### Tarefas
a) Por favor, altere o trecho do texto sobre o Espírito Santo que vai de "Sob a ação do" até "ocasiões de vida.", inclusive, pondo "abertura" no lugar de "docilidade".
b) Enumere todas as referências bíblicas que aparecem entre parênteses no texto sobre o Espírito Santo.
c) Indique se cada afirmação está de acordo com o texto sobre o Espírito Santo, respondendo sim ou não e citando as palavras do texto que decidem: (i) a natureza espiritual do homem é velada pela corporeidade; (ii) a experiência do Pentecostes acompanha a Igreja no decurso dos séculos; (iii) os missionários dão a vida muitas vezes em condições de enormes dificuldades.

### Texto apresentado
Continua o Apóstolo: «Se o Espírito habita em vós, não estais sob o domínio da carne, mas do Espírito... Aqueles que são movidos pelo Espírito de Deus, são filhos de Deus» (cf. Rm 8, 9.14). Contemplando, depois, a acção misteriosa do Paráclito, acrescenta com enlevo: «Vós não recebestes um espírito de escravidão..., recebestes, pelo contrário, um espírito de adopção, pelo qual clamamos: "Abba, Pai!". O próprio Espírito atesta, em união com o nosso espírito, que somos filhos de Deus» (Rm 8, 15-16). Eis-nos no centro do mistério! É no encontro entre o Espírito Santo e o espírito do homem que se situa o coração mesmo da experiência vivida pelos Apóstolos no Pentecostes. Esta experiência extraordinária está presente na Igreja, nascida daquele evento, e acompanha-a no decurso dos séculos.


Sob a ação do Espírito Santo, o homem descobre até ao fundo que a sua natureza espiritual não é velada pela corporeidade mas, ao contrário, é o espírito que dá sentido verdadeiro ao próprio corpo. Com efeito, vivendo segundo o Espírito, ele manifesta plenamente o dom da sua adopção como filho de Deus. Nesse contexto, insere-se bem a questão fundamental da relação entre a vida e a morte, a que se refere Paulo ao observar textualmente: «Se viverdes segundo a carne, morrereis; mas, se pelo espírito fizerdes morrer as obras da carne, vivereis» (Rm 8, 13). É precisamente assim: a docilidade ao Espírito oferece ao homem contínuas ocasiões de vida.


4. Caríssimos Irmãos e Irmãs, é para mim motivo de grande alegria saudar todos vós, que quisestes unir-vos a mim ao dar graças ao Senhor pelo dom do Espírito. Essa festa toda missionária alarga o nosso olhar para o mundo inteiro, com um pensamento particular aos muitos missionários sacerdotes, religiosos, religiosas e leigos que prodigalizam a sua vida, muitas vezes em condições de enormes dificuldades, para a difusão da verdade evangélica.

### Extrato de dados
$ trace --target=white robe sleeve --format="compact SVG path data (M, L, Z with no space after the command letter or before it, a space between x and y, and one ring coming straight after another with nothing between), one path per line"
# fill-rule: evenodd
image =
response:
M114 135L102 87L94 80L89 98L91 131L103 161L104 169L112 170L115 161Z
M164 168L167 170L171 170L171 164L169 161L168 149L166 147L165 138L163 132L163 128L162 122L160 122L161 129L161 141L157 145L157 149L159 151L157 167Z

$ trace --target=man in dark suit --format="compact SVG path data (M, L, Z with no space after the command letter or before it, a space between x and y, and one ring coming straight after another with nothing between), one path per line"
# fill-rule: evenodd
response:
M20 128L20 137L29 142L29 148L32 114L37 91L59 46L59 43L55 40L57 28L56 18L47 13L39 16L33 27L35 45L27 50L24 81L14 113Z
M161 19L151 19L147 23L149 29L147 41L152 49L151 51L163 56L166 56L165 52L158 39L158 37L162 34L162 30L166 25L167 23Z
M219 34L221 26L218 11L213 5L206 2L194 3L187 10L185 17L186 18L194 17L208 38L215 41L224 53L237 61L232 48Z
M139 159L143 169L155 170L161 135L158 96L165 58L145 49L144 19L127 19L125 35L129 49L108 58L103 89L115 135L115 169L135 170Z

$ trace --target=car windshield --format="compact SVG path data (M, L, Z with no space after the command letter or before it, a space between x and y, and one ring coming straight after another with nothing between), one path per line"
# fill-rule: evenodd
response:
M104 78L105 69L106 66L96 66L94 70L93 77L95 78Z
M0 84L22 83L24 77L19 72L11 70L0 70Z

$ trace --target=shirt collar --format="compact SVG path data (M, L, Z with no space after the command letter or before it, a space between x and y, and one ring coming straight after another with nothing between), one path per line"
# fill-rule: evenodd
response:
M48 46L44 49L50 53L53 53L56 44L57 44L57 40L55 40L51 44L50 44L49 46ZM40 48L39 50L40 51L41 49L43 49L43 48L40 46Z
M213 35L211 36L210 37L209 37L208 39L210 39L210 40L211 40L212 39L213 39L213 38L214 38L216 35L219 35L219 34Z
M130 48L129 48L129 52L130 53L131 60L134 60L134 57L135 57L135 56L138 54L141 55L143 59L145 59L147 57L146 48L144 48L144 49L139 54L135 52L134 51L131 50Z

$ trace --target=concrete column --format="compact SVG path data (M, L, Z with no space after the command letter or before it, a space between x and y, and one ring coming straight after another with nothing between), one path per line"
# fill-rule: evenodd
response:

### Respostas
a)
Sob a ação do Espírito Santo, o homem descobre até ao fundo que a sua natureza espiritual não é velada pela corporeidade mas, ao contrário, é o espírito que dá sentido verdadeiro ao próprio corpo. Com efeito, vivendo segundo o Espírito, ele manifesta plenamente o dom da sua adopção como filho de Deus. Nesse contexto, insere-se bem a questão fundamental da relação entre a vida e a morte, a que se refere Paulo ao observar textualmente: «Se viverdes segundo a carne, morrereis; mas, se pelo espírito fizerdes morrer as obras da carne, vivereis» (Rm 8, 13). É precisamente assim: a abertura ao Espírito oferece ao homem contínuas ocasiões de vida.

b)
cf. Rm 8, 9.14
Rm 8, 15-16
Rm 8, 13

c)
(i) Não: «a sua natureza espiritual não é velada pela corporeidade»
(ii) Sim: «Esta experiência extraordinária está presente na Igreja, nascida daquele evento, e acompanha-a no decurso dos séculos»
(iii) Sim: «prodigalizam a sua vida, muitas vezes em condições de enormes dificuldades»